**OPDRACHT:** Neem het onderstaande materiaal van begin tot eind letterlijk over. Laat de afbeeldingen daarbij weg.

**AANGELEVERD MATERIAAL:**
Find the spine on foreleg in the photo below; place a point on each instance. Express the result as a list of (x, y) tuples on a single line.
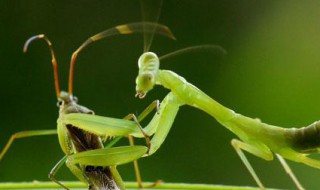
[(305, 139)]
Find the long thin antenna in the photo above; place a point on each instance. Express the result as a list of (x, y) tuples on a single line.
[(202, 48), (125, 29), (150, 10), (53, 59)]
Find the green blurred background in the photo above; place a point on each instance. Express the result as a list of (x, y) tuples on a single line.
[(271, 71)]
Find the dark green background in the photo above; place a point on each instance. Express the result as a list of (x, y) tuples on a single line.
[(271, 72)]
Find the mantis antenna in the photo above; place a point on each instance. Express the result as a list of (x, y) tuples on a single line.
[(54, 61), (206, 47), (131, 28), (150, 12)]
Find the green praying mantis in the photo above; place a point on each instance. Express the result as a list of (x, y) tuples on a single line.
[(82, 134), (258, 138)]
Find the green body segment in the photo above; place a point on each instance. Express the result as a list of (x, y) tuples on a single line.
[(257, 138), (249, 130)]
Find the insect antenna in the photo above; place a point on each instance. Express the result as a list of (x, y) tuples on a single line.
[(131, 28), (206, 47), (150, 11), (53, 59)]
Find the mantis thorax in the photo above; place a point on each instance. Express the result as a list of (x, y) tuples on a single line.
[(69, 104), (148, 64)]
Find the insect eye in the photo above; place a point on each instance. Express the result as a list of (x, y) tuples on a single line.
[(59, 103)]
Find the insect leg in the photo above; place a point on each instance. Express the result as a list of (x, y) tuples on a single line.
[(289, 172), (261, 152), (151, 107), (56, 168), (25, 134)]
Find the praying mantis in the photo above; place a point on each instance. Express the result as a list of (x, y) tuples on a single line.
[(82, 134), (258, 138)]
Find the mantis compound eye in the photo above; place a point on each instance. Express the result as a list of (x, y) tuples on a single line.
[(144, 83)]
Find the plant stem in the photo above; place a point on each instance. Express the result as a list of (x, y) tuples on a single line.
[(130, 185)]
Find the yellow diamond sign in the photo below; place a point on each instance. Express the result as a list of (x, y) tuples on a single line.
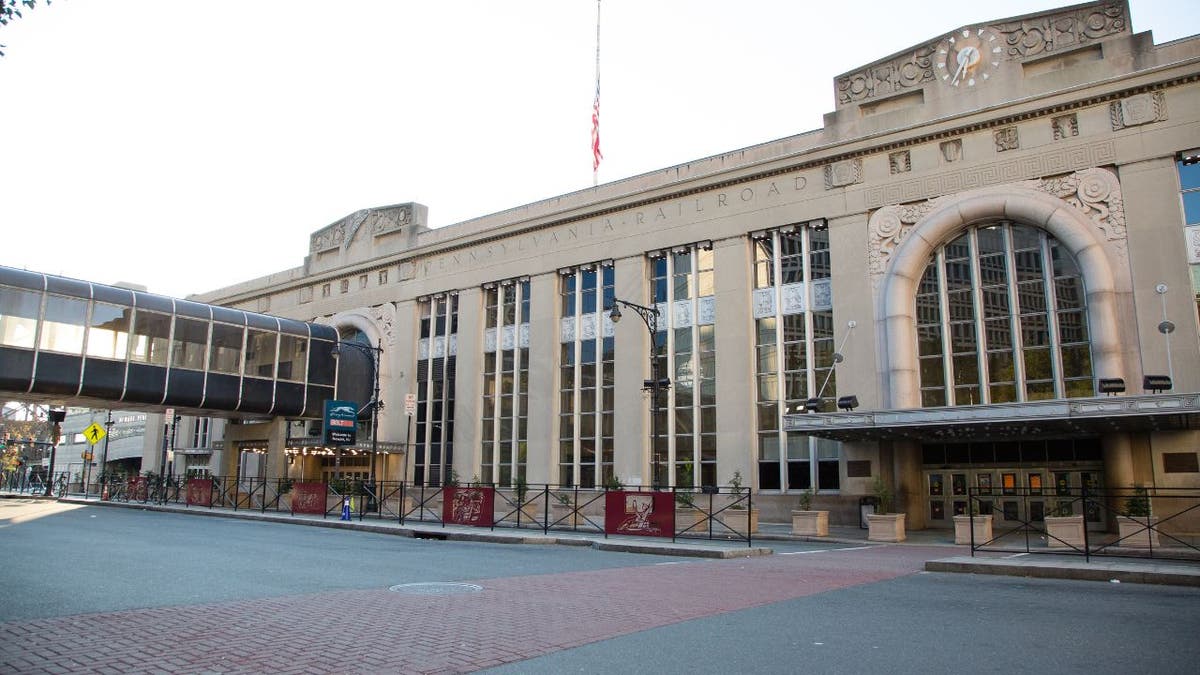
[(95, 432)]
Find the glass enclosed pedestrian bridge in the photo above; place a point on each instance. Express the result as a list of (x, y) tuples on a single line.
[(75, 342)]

**ANTWOORD:**
Find the spine on foreleg in the photo below; place a point on each instance. Express the result as a list of (x, y) tuples on a single line.
[(305, 139)]
Find the long thin antenna in the photo above; place a point on each instance. Express the result as a list of (x, y) tuples on a single line.
[(202, 48), (125, 29), (150, 10), (53, 59)]
Find the green blurred background in the photo above; place a point on each instance. Express the result as a list of (x, y) tuples on a single line.
[(271, 71)]
Find the dark green background in the photo above; place a point on each instance. Express the result as a list of (x, y) tuples on a single line.
[(271, 72)]
Find the mantis antenna in the photo above; place a point on each instance. Express the result as a list of (x, y) tuples on a single line.
[(54, 61), (206, 47), (131, 28), (150, 12)]
Find the green praying mantis in the photo above; place a point on each instance. Express the result as a list of (x, y) tuples on a single line.
[(82, 134), (258, 138)]
Find the green body segment in the photo above; place a point on each instance. Express the result as a list of (x, y) tuples on a single line.
[(257, 138), (249, 130)]
Find the insect antenna in the photo above; place a point on each instance. Express the result as a list of (x, y) tuples on a single line.
[(131, 28), (206, 47), (150, 11), (53, 59)]
Find the mantis thorax in the photo above; place a point on each instance. Express the result as a list of (x, y) tuples on a single line.
[(69, 104), (148, 64)]
Find the insect eye in the photo above; place a point on each instance. Express the result as a list of (x, y) tuples on a single line.
[(59, 103)]
Find the insect leg in the photo above; place a point on each instance. Express the result as a list of (x, y) tuples on a single line.
[(289, 172), (261, 152), (151, 107), (56, 168), (25, 134)]
Find the praying mantis in the photo above; place a point on each instance. Express the result as a list of (x, y) tuples on a single line.
[(82, 134), (258, 138)]
Find the mantis compound eye in the photo above; place a point on each instance. Express the result as a list of (x, y) tuples on a single line.
[(144, 83)]
Find the plant stem in the photo above; place a point on each instance. Express the result as a list of (x, y) tuples on a single line.
[(130, 185)]
Find the yellow diamond sign in the photo below; place a point on each instance. Express the result as a list of (x, y) tuples on a single line.
[(95, 432)]
Find the glass enclosed pedestrian bridge in the photo above; place a point on each instance. Express the result as a list of (x, y) tuples on a single line.
[(75, 342)]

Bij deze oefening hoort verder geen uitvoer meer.